(PROBLEM TO SOLVE) Revise the listing below by putting "nonzero winding rule" wherever "even-odd convention" appears, with everything else left unchanged.

(EXERCISE MATERIAL)

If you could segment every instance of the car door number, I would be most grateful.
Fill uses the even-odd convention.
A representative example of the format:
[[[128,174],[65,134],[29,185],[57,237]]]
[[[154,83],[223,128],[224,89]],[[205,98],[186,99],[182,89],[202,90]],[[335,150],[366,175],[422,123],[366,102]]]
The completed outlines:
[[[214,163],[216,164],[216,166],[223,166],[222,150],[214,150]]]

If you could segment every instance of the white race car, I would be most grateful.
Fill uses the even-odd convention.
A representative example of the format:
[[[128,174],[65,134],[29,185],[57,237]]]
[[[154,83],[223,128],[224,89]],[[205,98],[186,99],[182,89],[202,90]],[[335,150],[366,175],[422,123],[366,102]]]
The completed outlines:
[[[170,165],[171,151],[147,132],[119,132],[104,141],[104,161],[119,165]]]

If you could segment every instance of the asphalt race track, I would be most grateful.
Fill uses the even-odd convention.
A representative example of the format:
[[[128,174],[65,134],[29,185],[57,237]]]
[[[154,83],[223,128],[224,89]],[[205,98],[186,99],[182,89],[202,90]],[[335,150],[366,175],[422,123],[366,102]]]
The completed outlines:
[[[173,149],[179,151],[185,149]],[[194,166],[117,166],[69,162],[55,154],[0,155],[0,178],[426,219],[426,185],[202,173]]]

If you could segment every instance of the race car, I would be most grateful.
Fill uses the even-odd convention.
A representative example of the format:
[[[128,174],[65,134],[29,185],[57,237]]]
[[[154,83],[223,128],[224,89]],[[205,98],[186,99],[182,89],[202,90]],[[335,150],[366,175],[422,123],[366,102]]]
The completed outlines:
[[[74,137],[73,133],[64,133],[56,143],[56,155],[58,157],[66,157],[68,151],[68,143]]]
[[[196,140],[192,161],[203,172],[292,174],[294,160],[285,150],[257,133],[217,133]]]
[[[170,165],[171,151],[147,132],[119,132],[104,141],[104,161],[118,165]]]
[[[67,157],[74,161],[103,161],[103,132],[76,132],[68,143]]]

(SOLUTION)
If you could segment every instance of the car door number, I would be most grateful.
Fill uses the nonzero winding rule.
A representative example of the format:
[[[128,174],[65,134],[29,185],[57,237]]]
[[[154,83],[223,128],[224,89]],[[205,98],[186,99],[182,89],[202,90]],[[335,150],[366,175],[422,123],[366,102]]]
The completed outlines:
[[[214,163],[216,164],[216,166],[223,166],[222,150],[214,150]]]

If you could segment every instance of the white race car, I would be most grateful.
Fill uses the nonzero winding rule.
A representative example of the format:
[[[128,174],[65,134],[29,185],[57,237]]]
[[[154,83],[223,128],[224,89]],[[205,98],[186,99],[182,89],[202,90]],[[335,150],[366,175],[422,123],[366,102]]]
The completed outlines:
[[[170,165],[171,151],[147,132],[119,132],[104,141],[104,161],[119,165]]]

If you could segment every instance of the asphalt race track, I would be most grateful.
Fill uses the nonzero winding rule.
A representative example of the format:
[[[128,174],[65,134],[29,185],[57,237]]]
[[[154,83],[223,128],[224,89]],[[205,98],[186,99],[182,89],[202,90]],[[335,150],[366,175],[422,123],[366,102]]]
The completed outlines:
[[[173,149],[179,151],[185,149]],[[194,166],[117,166],[69,162],[55,154],[0,155],[0,178],[426,219],[426,185],[202,173]]]

If you could segment every instance of the race car, I would be most grateful.
Fill uses the nonzero winding rule.
A representative example of the format:
[[[128,174],[65,134],[29,185],[57,237]]]
[[[154,83],[223,128],[224,89]],[[205,98],[186,99],[182,89],[202,90]],[[335,150],[366,175],[422,123],[366,102]]]
The completed outlines:
[[[74,137],[73,133],[64,133],[56,143],[56,155],[58,157],[66,157],[68,151],[68,143]]]
[[[196,140],[192,161],[203,172],[292,174],[294,160],[285,150],[257,133],[217,133]]]
[[[170,165],[171,151],[147,132],[119,132],[104,141],[104,161],[118,165]]]
[[[67,157],[74,161],[103,161],[103,132],[76,132],[68,143]]]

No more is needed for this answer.